• [GOAL]
Copy out every line of the rows below that contains the string "wall". Case counts.

• [PROVIDED DATA]

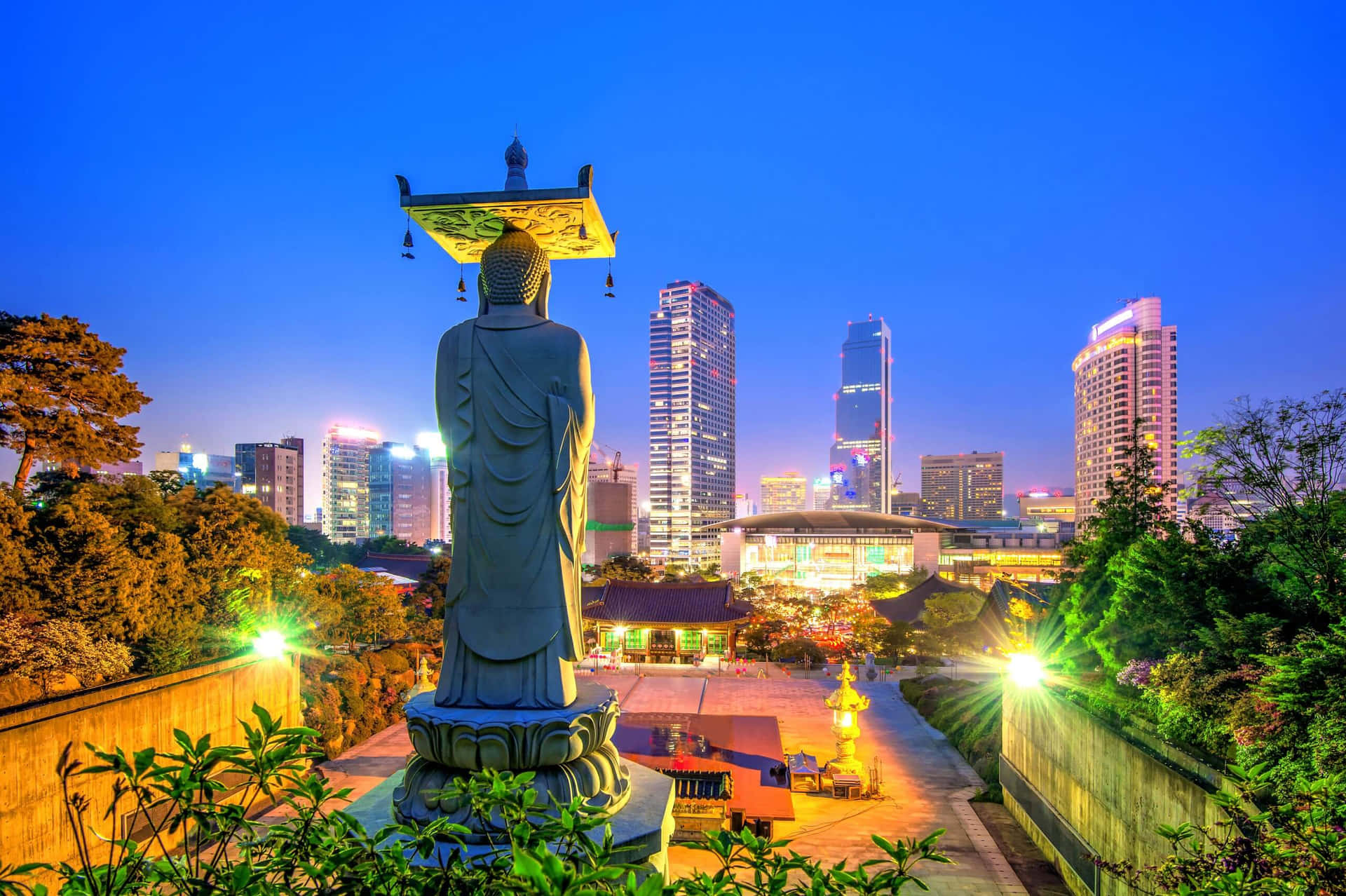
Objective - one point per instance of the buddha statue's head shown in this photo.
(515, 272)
--
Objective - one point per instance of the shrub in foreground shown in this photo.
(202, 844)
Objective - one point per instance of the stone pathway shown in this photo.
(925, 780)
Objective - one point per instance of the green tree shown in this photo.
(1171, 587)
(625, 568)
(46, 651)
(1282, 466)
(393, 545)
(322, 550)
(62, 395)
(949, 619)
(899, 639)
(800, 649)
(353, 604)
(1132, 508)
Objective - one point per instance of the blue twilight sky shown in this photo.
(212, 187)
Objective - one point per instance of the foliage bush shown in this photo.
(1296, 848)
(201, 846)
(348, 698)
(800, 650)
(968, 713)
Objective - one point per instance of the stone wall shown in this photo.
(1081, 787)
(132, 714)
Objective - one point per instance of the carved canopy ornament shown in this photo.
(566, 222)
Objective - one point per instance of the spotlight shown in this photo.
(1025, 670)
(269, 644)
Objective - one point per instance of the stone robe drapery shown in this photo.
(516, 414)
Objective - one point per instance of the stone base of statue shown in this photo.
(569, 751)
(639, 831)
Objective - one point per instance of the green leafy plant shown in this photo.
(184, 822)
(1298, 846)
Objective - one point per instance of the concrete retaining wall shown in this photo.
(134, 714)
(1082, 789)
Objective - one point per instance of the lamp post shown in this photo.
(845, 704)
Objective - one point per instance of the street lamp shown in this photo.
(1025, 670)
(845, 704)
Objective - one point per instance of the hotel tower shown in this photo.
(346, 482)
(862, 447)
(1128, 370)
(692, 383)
* * *
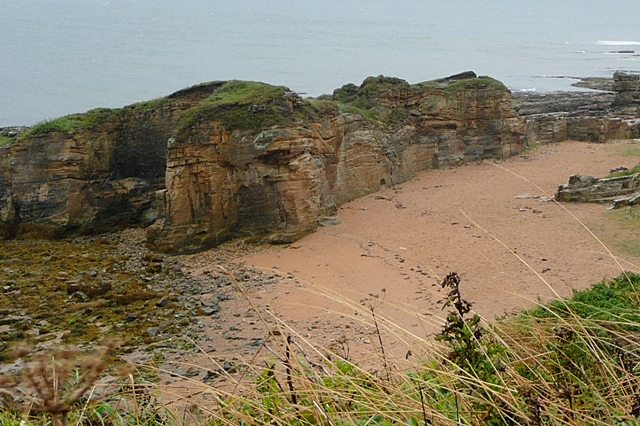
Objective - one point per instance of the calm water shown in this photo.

• [RESPONSE TO THIS TASK]
Objective - one point per instance of the stone wall shown in this photo.
Objective - one point per instance of the concrete retaining wall shown in this photo.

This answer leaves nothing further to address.